- **Extracto del documento**:
————————

El puente, inaugurado en 1987, marcó un antes y un después en todas las dimensiones del territorio costero. Tan pronto como se construyó, comenzaron las transformaciones viales —como el asfaltado de la ruta T-350— y con ello llegaron las primeras micros a la zona. A inicios de los años 90 aparecieron los primeros migrantes desde otras zonas de la región.
Este proceso trajo consigo la expansión de infraestructura, sobre todo relacionada al turismo: negocios, arriendos de cabañas, etc. Entre el 2000 y el 2020 se intensificó la llegada de nuevos tipos de población migrante, lo que terminó configurando una Niebla muy distinta a la de décadas anteriores.
¿Cómo reaccionó la comunidad local ante estos cambios?
Hay una percepción amplia y a veces contradictoria. En un inicio, los primeros migrantes fueron identificados como “hippies”. Esa fue la figura con la que se esquematizó a “los otros”, a “los nuevos”. En un principio, la misma se imbricó relativamente bien con la identidad pesquera tradicional. Pero con el tiempo surgieron tensiones.
Hoy es común escuchar frases como “odio a los hippies”, aunque quien lo dice probablemente también haya sido señalado como tal alguna vez. Esto refleja un conflicto más profundo: desde fuera, incluso desde Valdivia, la identidad de Niebla empieza a verse como algo más ambiguo, menos ligado al mar y más al estilo de vida “hippie”. Esa representación sigue generando fricciones.
Lo que sí es compartido por todas las personas entrevistadas es la conciencia del puente Cruces como el punto de inflexión. Sin él, todo el proceso de transformación territorial no habría ocurrido como lo hizo.
¿Qué rol tuvo la etnografía en tu investigación?
La etnografía, entendida como enfoque, método y texto, fue esencial. Más que la antropología como disciplina, fue la etnografía la que me permitió distinguir, comprender y abarcar la complejidad de las transformaciones vividas por Niebla.
Fue también un puente —valga la metáfora— entre mi experiencia en el terreno y todo lo que leí, vi y escuché: literatura, tesis, películas, investigaciones previas, programas de radio. Nada de esto habría sido posible sin una disposición sensible al contexto, sin tiempo ni condiciones materiales, y sin el apoyo de mi familia y de docentes que me acompañaron en el proceso.

————————

Datos registrados
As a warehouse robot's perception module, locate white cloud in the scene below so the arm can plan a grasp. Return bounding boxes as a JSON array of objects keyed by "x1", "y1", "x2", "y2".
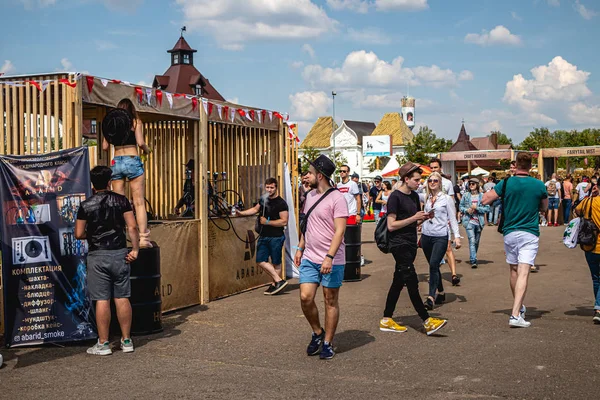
[
  {"x1": 569, "y1": 103, "x2": 600, "y2": 126},
  {"x1": 503, "y1": 56, "x2": 592, "y2": 111},
  {"x1": 96, "y1": 40, "x2": 118, "y2": 51},
  {"x1": 0, "y1": 60, "x2": 16, "y2": 75},
  {"x1": 289, "y1": 92, "x2": 332, "y2": 121},
  {"x1": 327, "y1": 0, "x2": 369, "y2": 14},
  {"x1": 302, "y1": 50, "x2": 468, "y2": 89},
  {"x1": 375, "y1": 0, "x2": 429, "y2": 11},
  {"x1": 175, "y1": 0, "x2": 337, "y2": 48},
  {"x1": 290, "y1": 61, "x2": 304, "y2": 69},
  {"x1": 573, "y1": 0, "x2": 598, "y2": 19},
  {"x1": 465, "y1": 25, "x2": 521, "y2": 46},
  {"x1": 302, "y1": 43, "x2": 316, "y2": 60},
  {"x1": 348, "y1": 28, "x2": 391, "y2": 44},
  {"x1": 458, "y1": 69, "x2": 473, "y2": 81}
]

————————

- **Consigna A**:
Responda estas preguntas según el texto sobre Niebla:
(i) ¿En qué año se inauguró el puente?
(ii) ¿Qué ruta se asfaltó como parte de las transformaciones viales?
(iii) ¿Cómo fueron identificados en un inicio los primeros migrantes?
- **Consigna B**: Traduzca al inglés, por favor, esta oración del texto sobre Niebla: "Lo que sí es compartido por todas las personas entrevistadas es la conciencia del puente Cruces como el punto de inflexión."
- **Consigna C**: Prosiga el texto sobre Niebla a partir de su última oración.
Las entradas son un material independiente del texto sobre Niebla.

- **Respuesta A**:
(i) En 1987.
(ii) La ruta T-350.
(iii) Como "hippies".

- **Respuesta B**: What is indeed shared by all the people interviewed is an awareness of the Cruces bridge as the turning point.

- **Respuesta C**:
¿Qué te dejó este proceso de investigación?
Más que aprendizajes teóricos, me dejó vínculos afectivos con personas de Niebla. Con algunas de ellas sigo en contacto, más allá de que la tesis ya se haya terminado. Esos vínculos también son aprendizajes, aunque no puedan medirse ni resumirse en un informe. Siguen ocurriendo, siguen transformándome.
¿Qué mensaje le darías a nuevas generaciones de estudiantes de antropología?
Honestamente, me cuesta hablarle a personas cuyas subjetividades desconozco casi por completo. Pero si pudiera decir algo sería que no teman equivocarse, que no se angustien si no tienen una línea de investigación clara desde el principio.
La universidad, y la antropología en particular, puede ser muy hermética, incluso sectaria a veces. No hay que tener miedo a desertar de eso. Y por desertar no me refiero a abandonar, sino a escaparse de las visiones cerradas que dicen “la antropología es esto o aquello y nada más”. En esas fugas hay más profundidad que en muchos textos académicos.
¿Por qué crees que es importante estudiar antropología hoy?
Por los libros que se leen, sí, pero sobre todo por las personas que se conocen. Durante mi formación conocí mundos que no sabía que existían. A través de esas personas conocí nuevas literaturas, formas de narrar, historias, mitos, geografías. También viví experiencias terribles y otras exquisitas que no habría conocido si no hubiera estado tan perdido como cuando decidí entrar a estudiar esta carrera.